START PASSAGE FOR REVIEW

Ramirez joins long list of shamed peers
Despite the numerous distractions Manny Ramirez has brought to the baseball teams he's played for during his 15-year career, the flamboyant slugger was able to avoid the steroid scandal that had plagued his troubled peers.
All that changed Thursday when Major League Baseball suspended the Los Angeles Dodgers outfielder for 50 games after he tested positive for a banned substance.
Two sources told ESPN that Ramirez used the women's fertility drug HCG, human chorionic gonadotropin. Steroid users can use the drug after they complete cycles to get their bodies to produce testosterone naturally again.
In using a banned substance, Ramirez joins a long line of superstar players who have either been linked to or were caught taking performance-enhancing drugs.
The list includes Barry Bonds, Mark McGwire, Roger Clemens and Rafael Palmeiro — all surefire Hall of Famers prior to the BALCO performance-enhancing drug scandal in 2003.
With 533 career home runs, Ramirez has the qualification that should one day land him the Hall of Fame, but as McGwire learned, simply being associated with performance-enhancing drugs can do irreparable damage a player's career.
McGwire hit 583 homers, yet has been passed over by Hall of Fame voters the last two seasons.

END PASSAGE FOR REVIEW

● **TASK OBJECTIVE**
According to the Ramirez article, how many games was Ramirez suspended for testing positive for a banned substance? The items after the Ramirez article are unrelated to it.

START DATA RECORDS

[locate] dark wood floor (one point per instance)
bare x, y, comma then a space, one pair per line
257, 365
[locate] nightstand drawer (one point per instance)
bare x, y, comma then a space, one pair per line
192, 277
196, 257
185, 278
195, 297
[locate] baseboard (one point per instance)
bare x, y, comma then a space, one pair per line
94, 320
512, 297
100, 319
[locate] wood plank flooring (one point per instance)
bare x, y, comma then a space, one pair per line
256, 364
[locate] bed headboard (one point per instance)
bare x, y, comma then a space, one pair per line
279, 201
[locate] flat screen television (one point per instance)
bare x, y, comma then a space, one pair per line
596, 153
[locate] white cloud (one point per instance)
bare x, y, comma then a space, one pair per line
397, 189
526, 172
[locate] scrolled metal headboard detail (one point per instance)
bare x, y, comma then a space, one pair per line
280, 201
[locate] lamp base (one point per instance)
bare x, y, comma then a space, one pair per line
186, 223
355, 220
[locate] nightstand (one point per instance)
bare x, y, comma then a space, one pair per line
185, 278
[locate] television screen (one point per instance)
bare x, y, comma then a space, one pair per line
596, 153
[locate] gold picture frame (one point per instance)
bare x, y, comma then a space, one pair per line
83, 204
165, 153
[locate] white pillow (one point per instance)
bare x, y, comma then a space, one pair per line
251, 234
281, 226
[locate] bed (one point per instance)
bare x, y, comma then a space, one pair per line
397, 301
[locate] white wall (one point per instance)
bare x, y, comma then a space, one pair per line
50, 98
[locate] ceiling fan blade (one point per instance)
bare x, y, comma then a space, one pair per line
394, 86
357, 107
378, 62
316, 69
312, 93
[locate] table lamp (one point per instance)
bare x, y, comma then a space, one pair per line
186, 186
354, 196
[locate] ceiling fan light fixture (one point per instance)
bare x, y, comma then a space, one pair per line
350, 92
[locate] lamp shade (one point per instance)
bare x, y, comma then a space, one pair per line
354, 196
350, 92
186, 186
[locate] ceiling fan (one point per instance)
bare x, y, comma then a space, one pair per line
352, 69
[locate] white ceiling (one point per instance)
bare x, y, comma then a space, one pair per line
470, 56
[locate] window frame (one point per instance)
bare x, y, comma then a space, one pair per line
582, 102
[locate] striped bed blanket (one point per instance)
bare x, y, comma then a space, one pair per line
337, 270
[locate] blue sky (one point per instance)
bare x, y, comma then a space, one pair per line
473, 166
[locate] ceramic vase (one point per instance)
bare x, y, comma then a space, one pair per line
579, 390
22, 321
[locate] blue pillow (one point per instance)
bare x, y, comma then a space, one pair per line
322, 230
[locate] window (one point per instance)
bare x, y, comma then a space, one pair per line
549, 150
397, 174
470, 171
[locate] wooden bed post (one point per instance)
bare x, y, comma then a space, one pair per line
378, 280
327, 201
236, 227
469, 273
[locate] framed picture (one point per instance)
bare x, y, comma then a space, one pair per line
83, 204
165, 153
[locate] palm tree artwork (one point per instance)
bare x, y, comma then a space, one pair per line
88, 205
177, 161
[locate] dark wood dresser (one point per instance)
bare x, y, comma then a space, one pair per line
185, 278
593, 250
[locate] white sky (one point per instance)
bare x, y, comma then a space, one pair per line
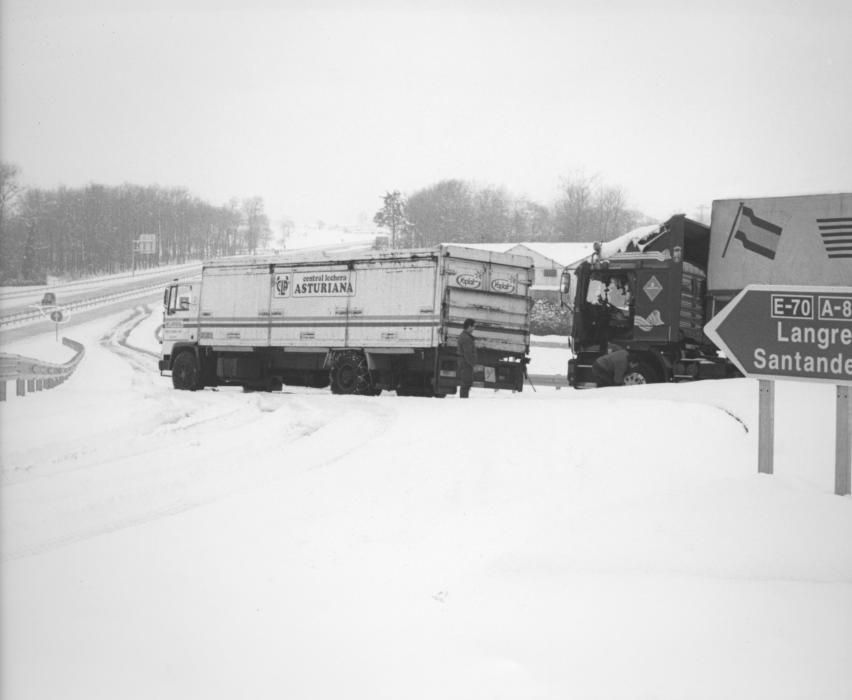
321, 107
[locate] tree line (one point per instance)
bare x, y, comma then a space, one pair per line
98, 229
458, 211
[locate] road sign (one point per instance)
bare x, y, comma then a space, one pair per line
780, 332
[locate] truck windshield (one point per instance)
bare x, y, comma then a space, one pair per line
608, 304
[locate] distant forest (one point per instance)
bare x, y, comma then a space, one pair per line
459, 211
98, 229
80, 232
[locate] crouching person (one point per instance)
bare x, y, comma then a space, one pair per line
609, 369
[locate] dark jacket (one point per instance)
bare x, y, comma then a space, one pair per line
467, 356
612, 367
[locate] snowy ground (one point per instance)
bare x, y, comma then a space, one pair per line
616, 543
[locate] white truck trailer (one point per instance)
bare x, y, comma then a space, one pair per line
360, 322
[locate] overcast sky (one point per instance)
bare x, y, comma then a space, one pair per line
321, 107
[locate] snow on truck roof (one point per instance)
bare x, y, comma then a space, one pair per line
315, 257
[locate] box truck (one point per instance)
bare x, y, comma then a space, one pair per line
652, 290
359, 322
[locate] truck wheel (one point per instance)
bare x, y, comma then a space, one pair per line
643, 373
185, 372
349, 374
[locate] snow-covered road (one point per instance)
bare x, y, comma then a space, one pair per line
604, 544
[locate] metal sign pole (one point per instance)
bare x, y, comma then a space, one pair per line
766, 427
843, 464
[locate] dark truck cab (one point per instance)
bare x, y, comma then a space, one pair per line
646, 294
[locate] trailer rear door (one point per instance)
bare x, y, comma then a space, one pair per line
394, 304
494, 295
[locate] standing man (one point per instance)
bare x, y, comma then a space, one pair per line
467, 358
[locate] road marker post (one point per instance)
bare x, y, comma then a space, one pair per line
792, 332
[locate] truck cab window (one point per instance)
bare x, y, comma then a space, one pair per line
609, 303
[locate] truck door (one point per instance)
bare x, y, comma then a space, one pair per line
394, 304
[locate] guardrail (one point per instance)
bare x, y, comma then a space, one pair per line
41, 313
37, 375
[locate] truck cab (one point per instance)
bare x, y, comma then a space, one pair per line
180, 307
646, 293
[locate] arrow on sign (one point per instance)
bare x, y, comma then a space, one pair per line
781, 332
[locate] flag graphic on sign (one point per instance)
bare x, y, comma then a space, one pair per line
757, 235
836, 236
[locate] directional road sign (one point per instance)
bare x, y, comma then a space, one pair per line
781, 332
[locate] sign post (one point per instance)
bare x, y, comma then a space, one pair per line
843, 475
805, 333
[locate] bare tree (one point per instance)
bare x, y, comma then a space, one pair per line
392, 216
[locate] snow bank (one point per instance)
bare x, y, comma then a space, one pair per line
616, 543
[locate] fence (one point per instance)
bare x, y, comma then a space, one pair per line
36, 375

END DATA RECORDS
START DATA RECORDS

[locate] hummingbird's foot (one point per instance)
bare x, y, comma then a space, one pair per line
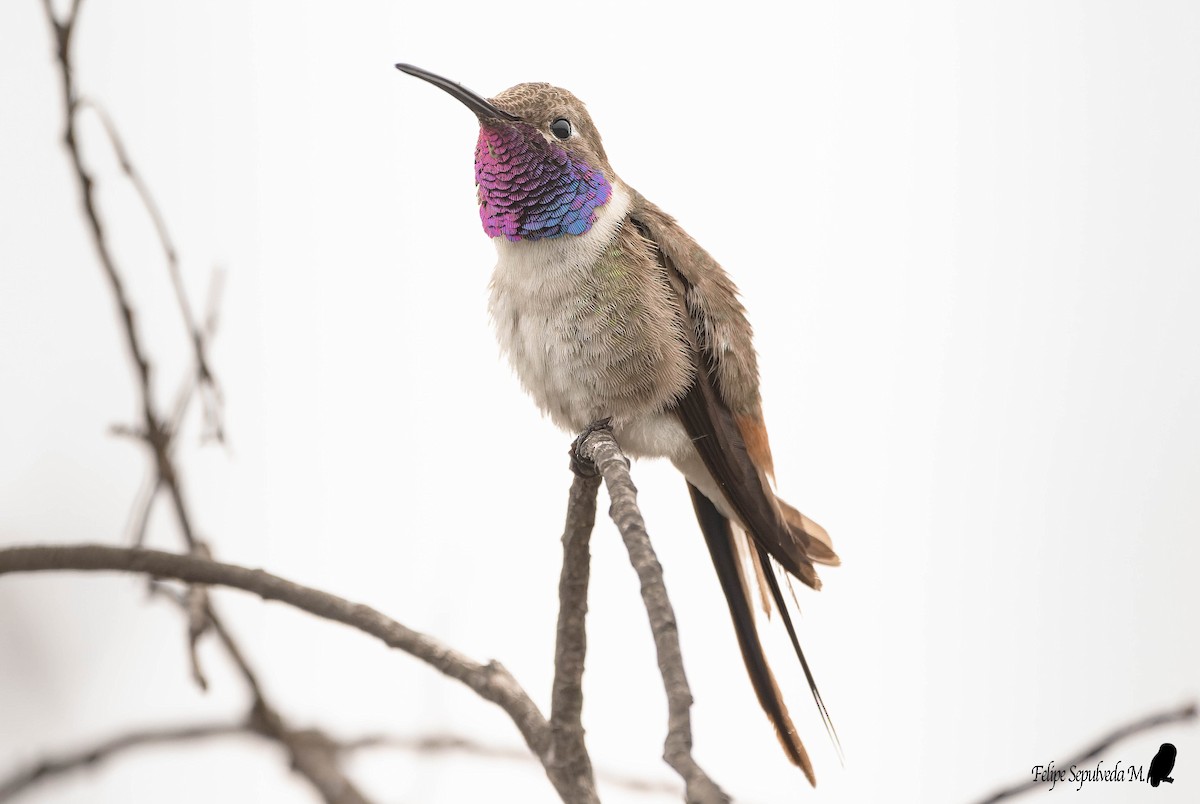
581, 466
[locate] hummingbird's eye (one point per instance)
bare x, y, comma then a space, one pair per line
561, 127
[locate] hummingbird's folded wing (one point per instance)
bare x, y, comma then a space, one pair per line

END DATA RECORDS
START DATA RECORDS

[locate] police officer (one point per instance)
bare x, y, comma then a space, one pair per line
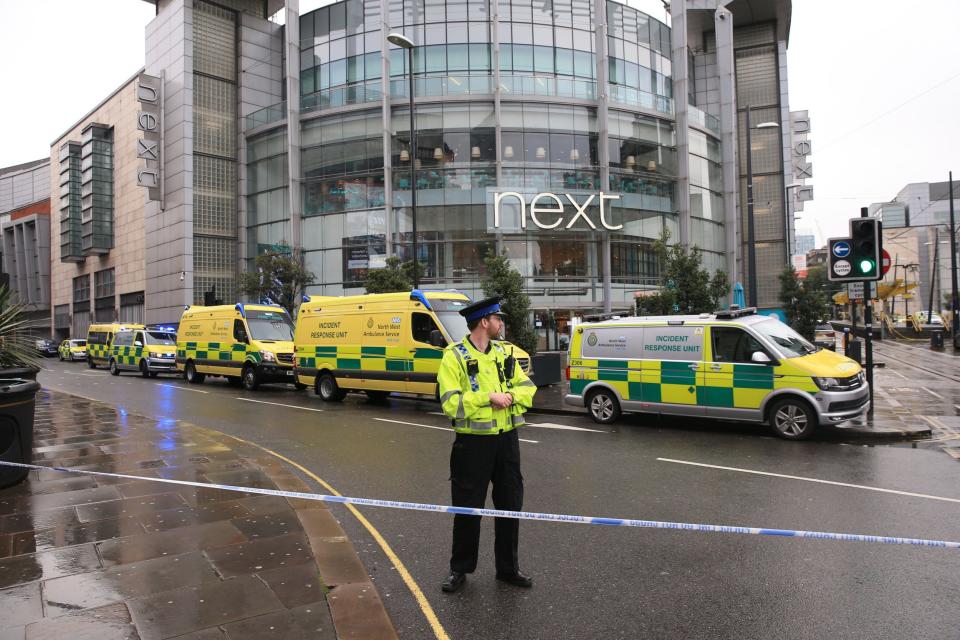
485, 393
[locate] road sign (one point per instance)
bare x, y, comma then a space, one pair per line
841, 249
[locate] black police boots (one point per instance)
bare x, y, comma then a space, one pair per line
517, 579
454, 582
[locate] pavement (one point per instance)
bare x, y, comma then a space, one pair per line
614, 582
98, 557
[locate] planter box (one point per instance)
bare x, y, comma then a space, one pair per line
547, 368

END DATA RECORDS

● **WORKED SOLUTION**
50 games.